◆ **Assigned task**:
Your task is to transcribe the material that follows, line by line and exactly.

•••••

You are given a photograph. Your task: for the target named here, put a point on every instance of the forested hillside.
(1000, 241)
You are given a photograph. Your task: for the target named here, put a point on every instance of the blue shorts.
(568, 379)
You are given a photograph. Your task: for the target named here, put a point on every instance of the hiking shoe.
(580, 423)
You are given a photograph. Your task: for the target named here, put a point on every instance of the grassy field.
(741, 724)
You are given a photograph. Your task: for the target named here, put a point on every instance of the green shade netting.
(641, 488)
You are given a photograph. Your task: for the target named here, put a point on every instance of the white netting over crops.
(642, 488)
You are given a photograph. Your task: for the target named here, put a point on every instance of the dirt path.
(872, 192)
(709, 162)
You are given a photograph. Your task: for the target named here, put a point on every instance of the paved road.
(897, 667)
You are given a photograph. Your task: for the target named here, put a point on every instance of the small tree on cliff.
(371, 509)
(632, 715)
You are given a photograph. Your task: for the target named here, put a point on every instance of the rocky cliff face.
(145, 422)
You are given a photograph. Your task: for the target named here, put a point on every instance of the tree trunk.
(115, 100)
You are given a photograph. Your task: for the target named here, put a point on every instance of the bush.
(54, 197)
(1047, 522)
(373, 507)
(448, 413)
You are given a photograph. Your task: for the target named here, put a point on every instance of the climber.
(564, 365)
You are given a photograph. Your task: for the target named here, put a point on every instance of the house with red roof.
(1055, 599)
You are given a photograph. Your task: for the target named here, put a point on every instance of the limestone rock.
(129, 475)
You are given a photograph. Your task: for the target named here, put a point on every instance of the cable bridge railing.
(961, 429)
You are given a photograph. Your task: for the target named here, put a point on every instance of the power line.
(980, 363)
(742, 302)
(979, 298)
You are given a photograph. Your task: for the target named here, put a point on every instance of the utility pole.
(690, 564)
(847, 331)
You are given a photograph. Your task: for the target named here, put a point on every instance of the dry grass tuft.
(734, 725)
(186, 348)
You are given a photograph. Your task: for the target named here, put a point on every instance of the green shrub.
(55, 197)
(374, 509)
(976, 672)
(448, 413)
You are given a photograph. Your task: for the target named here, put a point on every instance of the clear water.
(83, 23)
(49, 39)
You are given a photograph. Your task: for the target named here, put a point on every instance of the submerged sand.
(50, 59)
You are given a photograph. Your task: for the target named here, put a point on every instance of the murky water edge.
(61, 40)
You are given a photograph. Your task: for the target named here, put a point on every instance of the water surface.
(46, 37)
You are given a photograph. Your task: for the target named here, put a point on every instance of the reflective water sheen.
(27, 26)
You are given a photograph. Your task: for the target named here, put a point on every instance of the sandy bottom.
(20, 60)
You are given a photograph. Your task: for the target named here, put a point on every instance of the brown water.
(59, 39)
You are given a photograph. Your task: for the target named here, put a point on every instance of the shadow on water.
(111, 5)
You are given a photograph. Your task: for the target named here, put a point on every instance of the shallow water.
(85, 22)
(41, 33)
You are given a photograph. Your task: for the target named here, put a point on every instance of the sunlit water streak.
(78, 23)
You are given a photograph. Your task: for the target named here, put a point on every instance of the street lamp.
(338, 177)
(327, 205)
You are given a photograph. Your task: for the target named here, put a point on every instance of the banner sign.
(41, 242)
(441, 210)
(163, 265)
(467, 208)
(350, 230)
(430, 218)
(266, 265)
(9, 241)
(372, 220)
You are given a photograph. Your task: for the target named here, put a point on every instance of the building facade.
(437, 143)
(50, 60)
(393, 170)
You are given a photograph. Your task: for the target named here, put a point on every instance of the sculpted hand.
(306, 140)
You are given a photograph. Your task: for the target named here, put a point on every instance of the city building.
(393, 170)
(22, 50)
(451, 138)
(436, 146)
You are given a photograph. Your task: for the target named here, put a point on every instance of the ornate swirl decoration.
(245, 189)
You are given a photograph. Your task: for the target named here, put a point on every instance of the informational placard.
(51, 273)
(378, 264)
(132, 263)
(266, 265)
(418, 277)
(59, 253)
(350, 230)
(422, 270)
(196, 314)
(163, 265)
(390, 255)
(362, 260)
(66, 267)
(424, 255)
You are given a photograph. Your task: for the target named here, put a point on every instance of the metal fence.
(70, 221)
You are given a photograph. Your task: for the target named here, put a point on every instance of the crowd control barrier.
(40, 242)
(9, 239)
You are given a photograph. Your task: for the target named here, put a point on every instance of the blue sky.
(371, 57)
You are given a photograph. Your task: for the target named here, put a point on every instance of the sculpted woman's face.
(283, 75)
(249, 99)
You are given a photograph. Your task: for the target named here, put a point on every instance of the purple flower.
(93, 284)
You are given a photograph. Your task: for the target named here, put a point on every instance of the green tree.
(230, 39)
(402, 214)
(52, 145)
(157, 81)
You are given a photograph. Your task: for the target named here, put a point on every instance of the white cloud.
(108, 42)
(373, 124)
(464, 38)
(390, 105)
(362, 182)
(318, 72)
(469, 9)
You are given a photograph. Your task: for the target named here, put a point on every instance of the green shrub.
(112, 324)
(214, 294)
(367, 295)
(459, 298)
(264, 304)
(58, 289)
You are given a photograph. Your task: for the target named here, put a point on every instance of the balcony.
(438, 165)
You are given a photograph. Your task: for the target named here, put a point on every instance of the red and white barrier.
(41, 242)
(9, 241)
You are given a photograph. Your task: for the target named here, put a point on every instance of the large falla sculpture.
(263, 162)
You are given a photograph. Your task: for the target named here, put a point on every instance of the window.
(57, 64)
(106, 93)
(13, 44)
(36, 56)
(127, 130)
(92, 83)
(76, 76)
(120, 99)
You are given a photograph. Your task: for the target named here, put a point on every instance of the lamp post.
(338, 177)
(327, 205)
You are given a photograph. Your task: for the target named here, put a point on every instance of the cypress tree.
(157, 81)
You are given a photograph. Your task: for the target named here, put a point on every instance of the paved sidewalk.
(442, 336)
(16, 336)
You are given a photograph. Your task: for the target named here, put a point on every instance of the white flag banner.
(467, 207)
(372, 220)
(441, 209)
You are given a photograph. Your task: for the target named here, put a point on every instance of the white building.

•••••

◆ **Response to the task**:
You are given a photograph. Your task: for the target named here, put a point on every instance of the forested hillside.
(1000, 241)
You are given a photograph. Your task: for the target named here, put a point on every instance of the blue shorts.
(568, 379)
You are given a photograph. Your task: for the target named here, put a point on every instance of the hiking shoe.
(580, 423)
You are given a photograph. Your task: for the target named here, put a point on every instance of the grassy field.
(741, 724)
You are given a photograph. Your task: for the target named here, put a point on every instance of the green shade netting.
(641, 488)
You are given a photograph. Your task: for the target named here, put a point on every instance of the white netting over crops.
(642, 488)
You are given a photograph. Your task: for the target named here, put a point on every instance of the dirt path.
(872, 192)
(709, 162)
You are given a photograph. Your task: for the target named here, put a point on every instance of the paved road.
(897, 667)
You are given a photograph. Your task: for the target named here, put a point on every instance of the small tree on cliff.
(371, 509)
(632, 715)
You are given a photograph. Your task: for the target named here, put a point on every instance of the rocky cliff face.
(145, 422)
You are given a photograph. Your task: for the target named here, put a point on every instance of the tree trunk.
(115, 100)
You are given a photograph. Your task: for the target named here, put a point on every instance of the bush.
(54, 197)
(1047, 522)
(373, 507)
(448, 413)
You are given a photograph. Your task: for the target named here, put a point on every instance of the climber.
(564, 365)
You are given a photograph. Your task: for the target named here, put a point on every instance of the house with red roof.
(1055, 599)
You are given a photograph. Your task: for the target named here, put a point on every instance of the limestone rock.
(129, 475)
You are given a photograph. Your task: for the target named here, put a point on every instance of the cable bridge railing.
(961, 429)
You are given a photograph. Your task: for the target named here, put a point on every instance of the power line.
(980, 363)
(742, 302)
(979, 298)
You are given a photograph. Your task: for the target named here, put a point on every instance of the utility pole.
(690, 564)
(847, 331)
You are given a photograph. Your task: for the target named here, put a point on every instance of the dry grass tuft.
(734, 725)
(186, 348)
You are given a photograph. Your task: for the target named here, put a point on every instance of the green shrub.
(55, 197)
(374, 509)
(976, 672)
(448, 413)
You are given a photograph. Your task: for the target named here, put a point on every instance of the clear water.
(83, 23)
(49, 39)
You are given a photograph. Your task: for the target named here, put a point on every instance of the submerged sand.
(50, 59)
You are given a photograph. Your task: for the target named here, put a point on every instance of the murky water edge.
(61, 40)
You are given a photograph. Your task: for the target named here, put a point on every instance of the water surface.
(46, 37)
You are given a photograph. Your task: for the target named here, put a point on every instance of the reflective water sheen.
(27, 26)
You are given a photograph. Your task: for the target named here, put a point on every instance of the sandy bottom.
(20, 60)
You are given a photograph. Your task: for the target named here, put a point on every instance of the brown water.
(59, 39)
You are given a photograph. Your task: for the target named here, put a point on every instance of the shadow on water.
(111, 5)
You are given a photograph. Your task: for the target named here, put a point on every instance of the shallow water.
(85, 22)
(41, 33)
You are given a photograph. Your task: for the target named here, put a point on every instance of the sunlit water streak.
(78, 23)
You are given a photograph. Your task: for the target named here, put a point on every instance of the street lamp.
(338, 177)
(327, 205)
You are given a photograph. Your task: for the target named here, put a point on every instance of the banner sign.
(41, 242)
(441, 210)
(163, 265)
(467, 208)
(350, 230)
(430, 218)
(266, 265)
(9, 241)
(372, 220)
You are given a photograph. Your task: for the target named here, put a point on every instance of the building facade.
(437, 143)
(50, 60)
(393, 170)
You are given a photograph. Your task: for the target named here, put a point on every instance of the sculpted hand.
(306, 140)
You are given a photograph. Your task: for the target named here, put a point on every instance of the city building.
(393, 170)
(22, 50)
(451, 138)
(436, 146)
You are given a photograph. Your task: for the target named here, put a point on every instance of the ornate swirl decoration.
(245, 189)
You are given a photograph. Your task: for the target named here, put a point on every instance of the informational placard.
(51, 273)
(378, 264)
(132, 263)
(266, 265)
(418, 277)
(59, 253)
(350, 230)
(422, 270)
(196, 314)
(163, 265)
(390, 255)
(362, 260)
(66, 267)
(424, 255)
You are given a photograph. Your task: for the target named here, put a point on every instance of the metal fence.
(70, 221)
You are given a photograph. Your task: for the target named here, put a point on every instance of the crowd control barrier.
(40, 242)
(9, 239)
You are given a photograph. Your task: for the target named here, put a point on every instance of the blue sky.
(371, 57)
You are given a photograph. Your task: for the target named here, put a point on every instance of the sculpted woman's face.
(283, 75)
(249, 99)
You are given a photograph. Your task: for the target named here, put a point on every instance of the purple flower.
(93, 284)
You are given a photograph. Your task: for the target named here, put a point on every instance of the green tree.
(230, 39)
(402, 214)
(52, 145)
(157, 81)
You are given a photograph. Your task: for the target named here, put a point on every instance of the white cloud.
(108, 42)
(373, 124)
(464, 38)
(390, 105)
(362, 182)
(318, 72)
(469, 9)
You are given a photograph. Your task: for the target named here, put a point on every instance of the green shrub.
(112, 324)
(214, 294)
(367, 295)
(459, 298)
(264, 304)
(58, 289)
You are given a photograph. Your task: for the target named here, put a point on every instance of the balcony.
(438, 165)
You are given a photograph. Your task: for the target named here, put a point on every instance of the red and white barrier.
(41, 242)
(9, 241)
You are given a photograph. Your task: for the target named here, put a point on every instance of the large falla sculpture.
(263, 162)
You are given a photograph. Your task: for the target named here, put a point on every instance of the window.
(57, 64)
(106, 93)
(13, 44)
(36, 56)
(127, 130)
(92, 83)
(76, 76)
(120, 99)
You are given a photograph. Your task: for the target named here, put a point on every instance of the lamp post.
(338, 177)
(327, 205)
You are given a photograph. Your task: for the target named here, put a point on every instance of the cypress tree.
(157, 81)
You are given a photograph. Your task: for the target named here, put a point on every instance of the paved sidewalk.
(442, 336)
(16, 336)
You are given a photograph. Your task: for the target named here, put a point on every instance of the white flag banner.
(467, 207)
(372, 220)
(441, 209)
You are given a photograph. Your task: for the target named here, put a point on every instance of the white building.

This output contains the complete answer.